Without the pictures, extract every line from the start of the material to the line containing "the window frame, a", both ends included.

= = = =

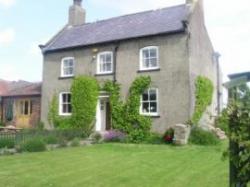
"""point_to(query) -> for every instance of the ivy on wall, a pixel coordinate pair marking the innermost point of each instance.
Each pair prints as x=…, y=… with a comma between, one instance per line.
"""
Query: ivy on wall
x=203, y=95
x=125, y=115
x=84, y=96
x=85, y=92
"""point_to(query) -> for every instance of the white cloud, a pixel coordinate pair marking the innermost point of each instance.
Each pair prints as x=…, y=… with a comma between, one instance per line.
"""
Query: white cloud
x=7, y=3
x=130, y=6
x=7, y=36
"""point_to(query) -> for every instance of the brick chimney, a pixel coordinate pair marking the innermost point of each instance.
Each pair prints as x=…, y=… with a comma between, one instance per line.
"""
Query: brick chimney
x=77, y=14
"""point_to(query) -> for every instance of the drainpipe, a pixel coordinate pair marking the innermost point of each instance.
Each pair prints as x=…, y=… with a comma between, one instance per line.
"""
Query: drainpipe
x=115, y=61
x=217, y=56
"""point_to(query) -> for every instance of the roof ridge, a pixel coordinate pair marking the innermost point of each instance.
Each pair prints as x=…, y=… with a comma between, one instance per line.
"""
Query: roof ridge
x=131, y=14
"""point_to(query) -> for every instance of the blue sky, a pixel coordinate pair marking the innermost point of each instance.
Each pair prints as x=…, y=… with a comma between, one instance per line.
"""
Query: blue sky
x=24, y=24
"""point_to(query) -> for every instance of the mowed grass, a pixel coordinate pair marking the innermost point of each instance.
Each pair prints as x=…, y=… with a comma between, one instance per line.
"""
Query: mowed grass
x=108, y=165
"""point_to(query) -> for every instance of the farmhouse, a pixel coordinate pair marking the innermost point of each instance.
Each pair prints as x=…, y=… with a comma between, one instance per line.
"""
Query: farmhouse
x=171, y=45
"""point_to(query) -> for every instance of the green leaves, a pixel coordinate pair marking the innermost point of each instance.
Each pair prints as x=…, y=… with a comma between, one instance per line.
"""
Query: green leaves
x=204, y=95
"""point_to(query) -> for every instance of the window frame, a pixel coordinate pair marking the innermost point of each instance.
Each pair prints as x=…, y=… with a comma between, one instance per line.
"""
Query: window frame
x=61, y=113
x=142, y=68
x=62, y=67
x=98, y=63
x=157, y=103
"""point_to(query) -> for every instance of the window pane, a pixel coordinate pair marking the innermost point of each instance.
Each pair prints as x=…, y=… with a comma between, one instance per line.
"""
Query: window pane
x=145, y=53
x=153, y=107
x=26, y=108
x=153, y=62
x=145, y=107
x=152, y=53
x=152, y=95
x=145, y=97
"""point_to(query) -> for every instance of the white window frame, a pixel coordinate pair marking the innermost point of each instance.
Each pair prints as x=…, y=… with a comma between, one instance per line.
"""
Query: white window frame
x=142, y=68
x=157, y=103
x=61, y=113
x=62, y=67
x=98, y=62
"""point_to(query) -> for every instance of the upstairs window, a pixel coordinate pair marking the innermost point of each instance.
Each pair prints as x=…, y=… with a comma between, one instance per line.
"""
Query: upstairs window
x=149, y=102
x=65, y=104
x=149, y=58
x=67, y=67
x=25, y=107
x=105, y=63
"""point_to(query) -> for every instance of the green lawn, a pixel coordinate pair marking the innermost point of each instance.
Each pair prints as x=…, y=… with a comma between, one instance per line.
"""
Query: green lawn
x=117, y=165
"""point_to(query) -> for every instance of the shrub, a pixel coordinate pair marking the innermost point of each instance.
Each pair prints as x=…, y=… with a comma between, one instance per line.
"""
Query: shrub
x=114, y=136
x=51, y=139
x=7, y=143
x=201, y=137
x=155, y=138
x=168, y=136
x=33, y=145
x=75, y=142
x=203, y=97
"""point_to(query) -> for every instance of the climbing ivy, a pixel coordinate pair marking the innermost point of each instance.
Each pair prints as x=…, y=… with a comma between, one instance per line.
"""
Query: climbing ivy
x=125, y=115
x=84, y=92
x=84, y=96
x=203, y=95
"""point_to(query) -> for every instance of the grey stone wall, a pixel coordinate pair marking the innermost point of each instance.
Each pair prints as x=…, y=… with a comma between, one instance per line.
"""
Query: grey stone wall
x=172, y=79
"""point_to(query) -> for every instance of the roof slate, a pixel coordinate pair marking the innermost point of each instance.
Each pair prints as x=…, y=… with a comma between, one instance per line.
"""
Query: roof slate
x=161, y=21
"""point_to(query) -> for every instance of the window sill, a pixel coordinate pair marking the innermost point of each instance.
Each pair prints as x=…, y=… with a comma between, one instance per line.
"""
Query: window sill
x=104, y=74
x=148, y=70
x=151, y=116
x=66, y=77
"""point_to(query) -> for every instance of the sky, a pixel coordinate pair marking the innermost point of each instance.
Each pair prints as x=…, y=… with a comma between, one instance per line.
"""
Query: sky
x=24, y=24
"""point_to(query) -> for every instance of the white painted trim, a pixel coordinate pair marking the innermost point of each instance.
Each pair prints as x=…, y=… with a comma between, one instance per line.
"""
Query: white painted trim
x=60, y=105
x=62, y=66
x=157, y=101
x=98, y=63
x=141, y=58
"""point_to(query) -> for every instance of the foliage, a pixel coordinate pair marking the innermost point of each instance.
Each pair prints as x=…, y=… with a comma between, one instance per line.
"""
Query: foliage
x=168, y=136
x=7, y=143
x=85, y=91
x=125, y=116
x=33, y=145
x=203, y=96
x=155, y=138
x=114, y=136
x=201, y=137
x=75, y=142
x=222, y=122
x=239, y=123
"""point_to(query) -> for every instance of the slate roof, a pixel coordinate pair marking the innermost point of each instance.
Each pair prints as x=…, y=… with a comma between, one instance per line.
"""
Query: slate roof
x=155, y=22
x=19, y=88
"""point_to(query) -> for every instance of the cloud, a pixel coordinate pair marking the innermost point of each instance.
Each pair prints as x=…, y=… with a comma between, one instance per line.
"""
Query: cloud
x=7, y=3
x=130, y=6
x=7, y=36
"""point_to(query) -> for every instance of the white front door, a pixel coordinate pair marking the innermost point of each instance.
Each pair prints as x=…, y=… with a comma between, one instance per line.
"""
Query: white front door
x=101, y=114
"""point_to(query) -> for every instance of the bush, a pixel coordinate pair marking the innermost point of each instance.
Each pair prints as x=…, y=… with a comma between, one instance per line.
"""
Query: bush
x=201, y=137
x=114, y=136
x=155, y=138
x=7, y=143
x=168, y=136
x=33, y=145
x=75, y=142
x=51, y=139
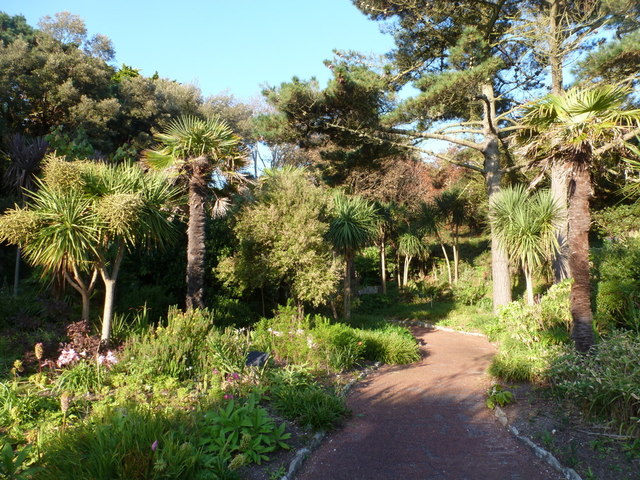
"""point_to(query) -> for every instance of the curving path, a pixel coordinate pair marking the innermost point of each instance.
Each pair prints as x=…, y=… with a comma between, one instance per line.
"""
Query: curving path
x=427, y=420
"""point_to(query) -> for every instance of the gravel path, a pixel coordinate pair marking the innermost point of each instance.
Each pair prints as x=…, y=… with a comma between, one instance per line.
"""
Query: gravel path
x=427, y=420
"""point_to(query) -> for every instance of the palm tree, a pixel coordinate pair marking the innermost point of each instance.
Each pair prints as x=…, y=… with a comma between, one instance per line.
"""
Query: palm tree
x=452, y=208
x=525, y=228
x=352, y=226
x=84, y=216
x=383, y=229
x=205, y=153
x=25, y=155
x=578, y=128
x=409, y=246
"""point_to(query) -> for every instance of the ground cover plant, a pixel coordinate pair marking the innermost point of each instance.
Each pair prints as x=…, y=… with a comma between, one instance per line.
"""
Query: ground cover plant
x=177, y=399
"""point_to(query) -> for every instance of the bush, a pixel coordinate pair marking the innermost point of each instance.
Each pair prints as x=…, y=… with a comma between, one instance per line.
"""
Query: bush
x=617, y=286
x=391, y=344
x=129, y=442
x=605, y=383
x=309, y=405
x=241, y=433
x=530, y=336
x=174, y=350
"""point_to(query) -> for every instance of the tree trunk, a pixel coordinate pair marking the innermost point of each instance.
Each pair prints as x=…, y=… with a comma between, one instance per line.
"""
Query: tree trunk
x=493, y=175
x=528, y=277
x=559, y=171
x=578, y=238
x=78, y=283
x=347, y=285
x=447, y=262
x=109, y=281
x=196, y=242
x=560, y=260
x=456, y=257
x=407, y=262
x=16, y=273
x=383, y=266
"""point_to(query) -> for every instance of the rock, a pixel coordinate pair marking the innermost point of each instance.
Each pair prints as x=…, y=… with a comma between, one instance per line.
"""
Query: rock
x=256, y=359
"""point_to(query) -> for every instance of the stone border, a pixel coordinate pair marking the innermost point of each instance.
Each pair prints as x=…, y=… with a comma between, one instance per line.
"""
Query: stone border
x=302, y=454
x=541, y=453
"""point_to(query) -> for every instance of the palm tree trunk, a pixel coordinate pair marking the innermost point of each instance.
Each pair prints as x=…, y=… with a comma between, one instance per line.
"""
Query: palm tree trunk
x=347, y=284
x=383, y=266
x=78, y=283
x=560, y=261
x=407, y=262
x=456, y=257
x=196, y=242
x=446, y=259
x=493, y=175
x=528, y=277
x=578, y=239
x=16, y=273
x=109, y=293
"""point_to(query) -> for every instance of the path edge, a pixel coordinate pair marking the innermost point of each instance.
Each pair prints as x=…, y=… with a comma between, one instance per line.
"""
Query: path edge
x=303, y=453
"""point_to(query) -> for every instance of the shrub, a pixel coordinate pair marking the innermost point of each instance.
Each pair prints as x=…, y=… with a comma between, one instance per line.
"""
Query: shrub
x=391, y=344
x=309, y=405
x=129, y=442
x=605, y=383
x=530, y=336
x=617, y=286
x=241, y=433
x=174, y=349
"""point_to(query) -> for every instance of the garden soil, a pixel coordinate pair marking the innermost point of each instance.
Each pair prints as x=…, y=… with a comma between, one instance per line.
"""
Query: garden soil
x=427, y=420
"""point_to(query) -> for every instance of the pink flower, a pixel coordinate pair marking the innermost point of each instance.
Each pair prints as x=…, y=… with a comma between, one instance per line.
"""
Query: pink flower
x=67, y=357
x=107, y=360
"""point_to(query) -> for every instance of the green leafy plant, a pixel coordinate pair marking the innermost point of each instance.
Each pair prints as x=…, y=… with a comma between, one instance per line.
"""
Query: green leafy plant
x=309, y=404
x=242, y=429
x=14, y=464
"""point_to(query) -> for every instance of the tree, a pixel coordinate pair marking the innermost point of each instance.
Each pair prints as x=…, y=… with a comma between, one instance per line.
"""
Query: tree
x=452, y=209
x=84, y=216
x=409, y=246
x=555, y=32
x=205, y=153
x=281, y=239
x=25, y=155
x=525, y=226
x=578, y=128
x=353, y=225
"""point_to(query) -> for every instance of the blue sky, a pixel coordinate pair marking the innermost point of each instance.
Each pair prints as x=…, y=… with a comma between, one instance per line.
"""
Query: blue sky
x=235, y=46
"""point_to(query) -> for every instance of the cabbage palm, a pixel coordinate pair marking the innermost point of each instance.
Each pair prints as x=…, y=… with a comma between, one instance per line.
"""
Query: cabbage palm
x=205, y=153
x=525, y=226
x=452, y=208
x=25, y=155
x=409, y=246
x=84, y=216
x=577, y=128
x=353, y=225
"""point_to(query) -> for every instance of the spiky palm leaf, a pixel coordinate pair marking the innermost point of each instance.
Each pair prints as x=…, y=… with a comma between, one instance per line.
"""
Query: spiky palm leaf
x=524, y=225
x=353, y=224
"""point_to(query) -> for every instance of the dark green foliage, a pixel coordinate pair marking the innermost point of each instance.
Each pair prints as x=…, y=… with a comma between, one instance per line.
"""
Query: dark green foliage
x=617, y=288
x=120, y=445
x=618, y=222
x=390, y=344
x=175, y=349
x=606, y=382
x=241, y=433
x=309, y=405
x=530, y=336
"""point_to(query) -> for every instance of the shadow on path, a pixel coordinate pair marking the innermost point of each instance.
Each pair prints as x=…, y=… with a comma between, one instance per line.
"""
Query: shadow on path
x=427, y=420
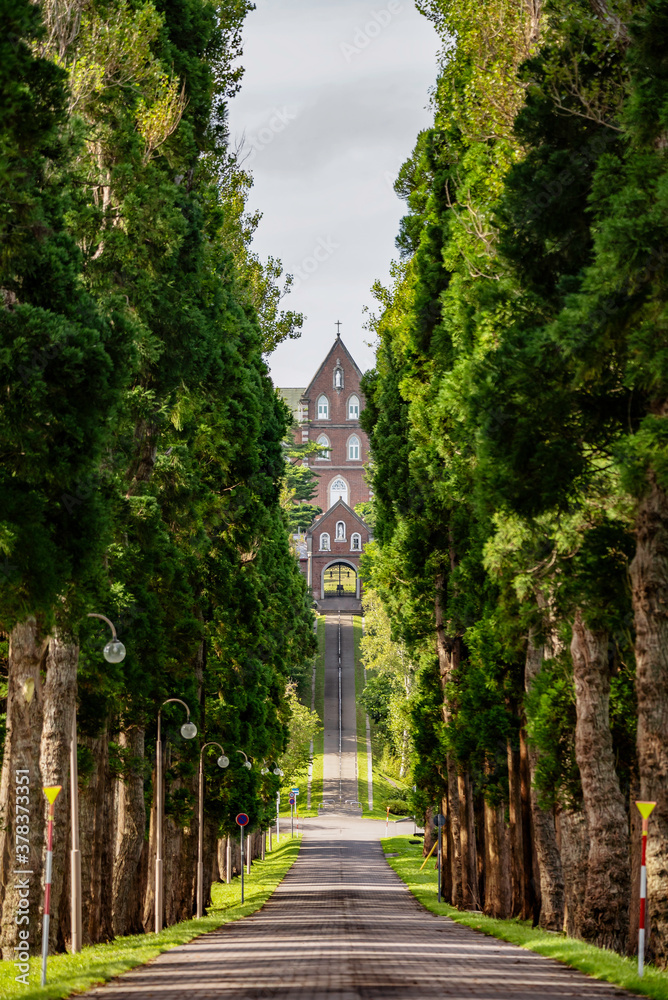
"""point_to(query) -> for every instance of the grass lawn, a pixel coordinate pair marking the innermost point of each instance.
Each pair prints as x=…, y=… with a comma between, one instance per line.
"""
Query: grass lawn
x=382, y=789
x=360, y=716
x=596, y=962
x=69, y=974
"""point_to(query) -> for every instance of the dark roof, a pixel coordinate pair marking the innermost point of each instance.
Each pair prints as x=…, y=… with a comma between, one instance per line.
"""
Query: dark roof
x=339, y=503
x=337, y=347
x=292, y=397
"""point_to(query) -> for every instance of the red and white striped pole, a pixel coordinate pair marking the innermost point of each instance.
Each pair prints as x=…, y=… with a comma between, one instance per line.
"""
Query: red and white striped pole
x=52, y=794
x=645, y=809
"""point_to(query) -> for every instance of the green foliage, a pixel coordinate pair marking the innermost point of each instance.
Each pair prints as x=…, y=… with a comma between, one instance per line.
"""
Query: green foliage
x=599, y=963
x=140, y=434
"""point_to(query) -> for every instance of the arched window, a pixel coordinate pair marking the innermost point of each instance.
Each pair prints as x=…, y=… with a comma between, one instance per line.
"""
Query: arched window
x=338, y=490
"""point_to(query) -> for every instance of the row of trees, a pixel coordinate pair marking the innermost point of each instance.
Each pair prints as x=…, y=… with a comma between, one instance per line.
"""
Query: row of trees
x=140, y=448
x=517, y=415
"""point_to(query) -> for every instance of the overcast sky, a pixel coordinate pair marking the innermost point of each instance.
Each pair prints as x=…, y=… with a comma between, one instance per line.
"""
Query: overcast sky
x=333, y=96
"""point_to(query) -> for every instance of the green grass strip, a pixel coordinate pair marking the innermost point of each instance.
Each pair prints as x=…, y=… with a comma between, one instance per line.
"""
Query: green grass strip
x=319, y=741
x=596, y=962
x=68, y=974
x=360, y=717
x=383, y=790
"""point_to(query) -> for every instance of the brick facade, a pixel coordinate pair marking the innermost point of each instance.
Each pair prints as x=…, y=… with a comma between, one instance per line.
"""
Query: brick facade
x=335, y=539
x=329, y=409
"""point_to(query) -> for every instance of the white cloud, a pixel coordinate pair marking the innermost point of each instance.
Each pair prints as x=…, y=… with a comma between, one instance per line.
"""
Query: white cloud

= = = =

◆ ANSWER TO THIS PROBLEM ◆
"""point_to(query) -> for every instance of the ivy on wall, a pixel coordinate pair marking the innermost point of each instance.
Each pair prints as x=…, y=… with a comma between, one instance per line.
"""
Query: ivy on wall
x=203, y=95
x=125, y=115
x=84, y=96
x=85, y=92
"""point_to(query) -> for every instance of the white cloud, a pixel coordinate pair marking the innermost point of each instance.
Each pair prints as x=…, y=… with a comma between, one instance per line.
"""
Query: white cloud
x=7, y=3
x=130, y=6
x=7, y=36
"""point_to(query) -> for every instance of the brick chimney, a pixel coordinate pair marking the innermost point of each instance.
Each pair prints as x=…, y=… with a comma between, one instance per line.
"""
Query: brick chimney
x=77, y=14
"""point_to(query) -> for every instance of the drainpipe, a pixel coordinate pair marking the innermost point of each instance.
Each pair prints as x=…, y=… with a comma between, one instance per line.
"""
Query: drainpipe
x=115, y=61
x=217, y=56
"""point_to(query) -> for every instance of the roof ridge, a pixel coordinate pair marking the innermost point of each instance.
Each pair prints as x=…, y=… with a comma between, one instance per line.
"""
Query: roof ridge
x=131, y=14
"""point_to(query) -> for every instance of the blue sky, a pixel coordinate pair marking the innermost point of each instance.
Each pair prints as x=…, y=… with a comma between, one instance per line.
"""
Query: blue sky
x=24, y=24
"""point_to(query) -> for every instance of the mowed grass, a pixel coordinate pair marking the innermost point of each instance.
Each pair prints as x=…, y=… with a comma between, one instance per line.
"""
Query: mowed grass
x=108, y=165
"""point_to(query) -> for every instance of the farmhouse, a pixel coordinate pair marking the innermost point of each instance.
Each pair prints as x=…, y=… with a comma between, one instance per line.
"""
Query: farmhouse
x=171, y=45
"""point_to(query) -> for every instance of the green leaves, a pixel coordinate pair marking the innermost point of each instance.
Each pair prints as x=…, y=… with a comma between, one instance per line.
"""
Query: green leaves
x=204, y=95
"""point_to(query) -> for every instance of the window frame, a pixel coordinate pair marking the innermost point of each instance.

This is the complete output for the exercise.